One day I’m going to learn how to use the pipeline function instead of having a 50cell pipeline

#

X)

#

Does anyone know if using over sampling such as smote is even “fair”, I’m working on disease data and obviously it massively boosts score, but the bias just seems unrealistic as irl you’d never get a balanced sample

arctic blade Mar 26, 2022, 8:45 PM

#

Can i do an a level in AI in the UK? If so, what are the requirements?

mild dirge Mar 26, 2022, 8:57 PM

#

steady basalt Does anyone know if using over sampling such as smote is even “fair”, I’m workin...

Does it boost the performance on the test dataset too?

#

And if you did do it on testing data, did this have equal class distribution

#

And especially when you work with diseases, it is more important to not get false negatives, than minimizing the amount of false positives

lapis sequoia Mar 26, 2022, 8:59 PM

#

arctic blade Can i do an a level in AI in the UK? If so, what are the requirements?

__Recorded data__.
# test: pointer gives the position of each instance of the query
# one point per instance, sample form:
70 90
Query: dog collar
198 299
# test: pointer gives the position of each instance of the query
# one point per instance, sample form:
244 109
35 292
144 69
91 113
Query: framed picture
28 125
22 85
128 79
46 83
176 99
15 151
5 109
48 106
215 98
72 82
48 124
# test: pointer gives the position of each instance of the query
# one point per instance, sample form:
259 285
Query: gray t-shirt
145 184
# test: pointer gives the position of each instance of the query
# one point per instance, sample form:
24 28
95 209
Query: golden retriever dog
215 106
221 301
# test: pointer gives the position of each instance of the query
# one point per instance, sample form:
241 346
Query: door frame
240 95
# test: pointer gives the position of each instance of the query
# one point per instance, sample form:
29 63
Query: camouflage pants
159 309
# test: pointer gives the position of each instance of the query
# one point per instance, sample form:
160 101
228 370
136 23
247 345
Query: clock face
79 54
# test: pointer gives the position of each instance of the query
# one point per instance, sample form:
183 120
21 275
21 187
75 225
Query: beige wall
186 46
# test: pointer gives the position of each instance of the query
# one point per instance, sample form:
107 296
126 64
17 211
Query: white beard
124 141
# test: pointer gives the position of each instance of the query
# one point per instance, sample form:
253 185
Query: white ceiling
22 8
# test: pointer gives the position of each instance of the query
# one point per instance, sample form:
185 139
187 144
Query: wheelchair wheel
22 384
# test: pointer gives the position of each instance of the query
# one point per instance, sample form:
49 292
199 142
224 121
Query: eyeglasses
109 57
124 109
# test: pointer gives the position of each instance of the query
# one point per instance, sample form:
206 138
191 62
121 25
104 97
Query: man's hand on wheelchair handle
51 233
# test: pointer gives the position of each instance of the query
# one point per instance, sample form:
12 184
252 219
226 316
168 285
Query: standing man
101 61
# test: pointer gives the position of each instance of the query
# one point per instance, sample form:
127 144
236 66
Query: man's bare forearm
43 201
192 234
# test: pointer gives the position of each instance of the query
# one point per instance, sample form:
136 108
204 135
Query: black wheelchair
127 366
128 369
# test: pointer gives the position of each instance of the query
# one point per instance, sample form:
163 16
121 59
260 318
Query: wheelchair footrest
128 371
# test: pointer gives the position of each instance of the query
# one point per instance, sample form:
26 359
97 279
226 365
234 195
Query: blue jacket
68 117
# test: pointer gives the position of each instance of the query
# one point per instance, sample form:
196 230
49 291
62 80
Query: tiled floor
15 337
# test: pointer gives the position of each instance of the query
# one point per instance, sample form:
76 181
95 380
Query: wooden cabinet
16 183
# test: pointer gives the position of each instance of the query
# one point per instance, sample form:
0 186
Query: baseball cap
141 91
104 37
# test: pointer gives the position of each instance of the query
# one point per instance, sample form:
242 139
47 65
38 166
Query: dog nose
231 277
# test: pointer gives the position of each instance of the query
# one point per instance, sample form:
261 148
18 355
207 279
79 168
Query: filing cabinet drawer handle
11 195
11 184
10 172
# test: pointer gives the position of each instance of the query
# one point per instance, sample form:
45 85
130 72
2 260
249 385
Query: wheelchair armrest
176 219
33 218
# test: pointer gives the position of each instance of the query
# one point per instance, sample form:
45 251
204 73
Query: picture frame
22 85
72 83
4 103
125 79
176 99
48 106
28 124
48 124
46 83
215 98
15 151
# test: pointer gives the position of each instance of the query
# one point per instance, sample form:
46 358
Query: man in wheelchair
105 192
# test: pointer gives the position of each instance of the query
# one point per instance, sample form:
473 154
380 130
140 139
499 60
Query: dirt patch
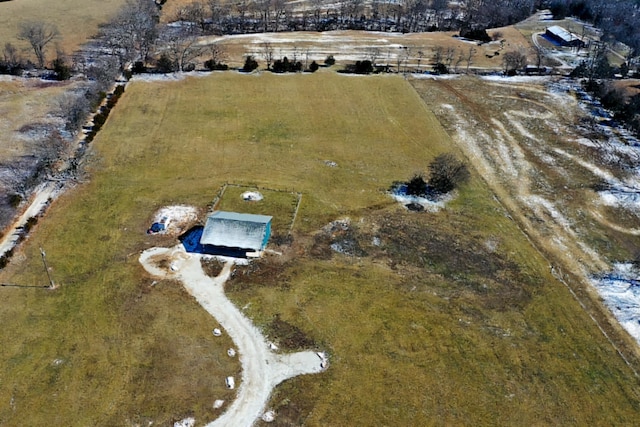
263 272
211 266
465 260
287 335
173 220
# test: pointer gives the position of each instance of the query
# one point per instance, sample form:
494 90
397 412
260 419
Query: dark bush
31 222
165 64
61 69
440 68
285 66
212 65
446 172
360 67
250 64
475 34
417 186
138 67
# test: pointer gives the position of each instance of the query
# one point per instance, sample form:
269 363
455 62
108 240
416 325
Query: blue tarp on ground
191 242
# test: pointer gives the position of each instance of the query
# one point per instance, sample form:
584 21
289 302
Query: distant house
235 233
563 37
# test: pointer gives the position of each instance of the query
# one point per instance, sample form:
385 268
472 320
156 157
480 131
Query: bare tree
420 56
132 33
181 48
39 34
469 57
539 54
372 54
267 53
11 55
514 60
448 56
193 15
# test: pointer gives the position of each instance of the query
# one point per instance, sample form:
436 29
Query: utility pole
46 268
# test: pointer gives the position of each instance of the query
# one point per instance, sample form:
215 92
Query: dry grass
349 46
453 318
25 106
77 20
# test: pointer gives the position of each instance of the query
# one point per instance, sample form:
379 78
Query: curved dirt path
39 201
262 369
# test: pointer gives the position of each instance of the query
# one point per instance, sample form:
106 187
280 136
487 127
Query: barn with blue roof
235 233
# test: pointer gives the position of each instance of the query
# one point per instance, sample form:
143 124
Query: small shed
236 232
563 37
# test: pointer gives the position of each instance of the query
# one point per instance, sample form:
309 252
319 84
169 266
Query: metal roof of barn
563 34
236 230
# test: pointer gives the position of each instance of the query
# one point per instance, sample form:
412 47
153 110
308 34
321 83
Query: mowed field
430 318
77 20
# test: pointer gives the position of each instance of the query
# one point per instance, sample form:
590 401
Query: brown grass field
453 318
77 20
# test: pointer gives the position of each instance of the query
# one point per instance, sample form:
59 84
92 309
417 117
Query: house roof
236 230
561 33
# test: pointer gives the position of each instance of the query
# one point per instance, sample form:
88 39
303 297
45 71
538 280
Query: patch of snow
230 382
269 416
620 290
516 79
254 196
176 218
187 422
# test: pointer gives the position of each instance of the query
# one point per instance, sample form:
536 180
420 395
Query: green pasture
447 318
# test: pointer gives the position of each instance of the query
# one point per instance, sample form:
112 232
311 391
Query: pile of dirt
173 220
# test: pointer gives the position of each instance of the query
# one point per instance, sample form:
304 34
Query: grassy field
441 318
77 20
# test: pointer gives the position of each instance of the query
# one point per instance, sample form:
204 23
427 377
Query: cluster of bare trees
252 16
618 19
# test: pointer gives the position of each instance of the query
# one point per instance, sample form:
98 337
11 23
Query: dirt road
40 199
262 369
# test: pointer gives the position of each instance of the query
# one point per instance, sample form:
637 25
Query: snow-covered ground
620 290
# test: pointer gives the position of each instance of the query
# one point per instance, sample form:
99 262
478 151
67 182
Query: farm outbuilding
563 37
231 232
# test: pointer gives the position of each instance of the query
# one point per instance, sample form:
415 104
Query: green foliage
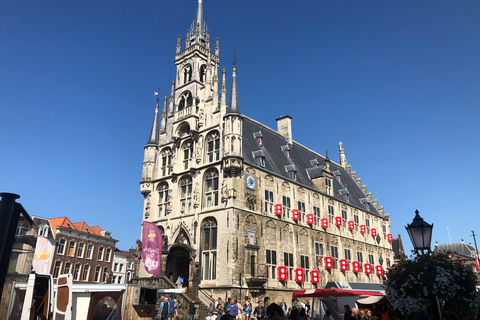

__Assigned task 1__. For each statement about the forum thread on oversampling and AI study, say yes or no and quote the deciding words. (a) The poster asking about SMOTE says it greatly raises the score. (b) One reply says that for disease data, keeping false positives low matters more than avoiding false negatives. (c) The question about an A level in AI concerns the UK.
__Assigned task 2__.
Answer these questions from the forum thread on oversampling and AI study.
(a) Which function does the first poster hope to learn to use one day?
(b) What kind of data is the poster asking about SMOTE working on?
(c) What does one reply ask about the test dataset?
__Assigned task 3__. Proceed with the forum thread on oversampling and AI study, starting right after its final line.

__Exercise answer 1__.
(a) Yes: "obviously it massively boosts score"
(b) No: "it is more important to not get false negatives, than minimizing the amount of false positives"
(c) Yes: "Can i do an a level in AI in the UK?"

__Exercise answer 2__.
(a) The pipeline function.
(b) Disease data.
(c) Whether oversampling boosts the performance on the test dataset too.

__Exercise answer 3__.
I don't think there are, but some schools do offer computer science as an A-level like this one https://www.ocr.org.uk/Images/170176-programming-languages-guide.pdf

steady basalt Mar 26, 2022, 9:14 PM

#

mild dirge Does it boost the performance on the test dataset too?

What do you mean?

#

I am using cross validation, so yes?

#

I tested performance on k=10

mild dirge Mar 26, 2022, 9:14 PM

#

are you including upsampled data in that?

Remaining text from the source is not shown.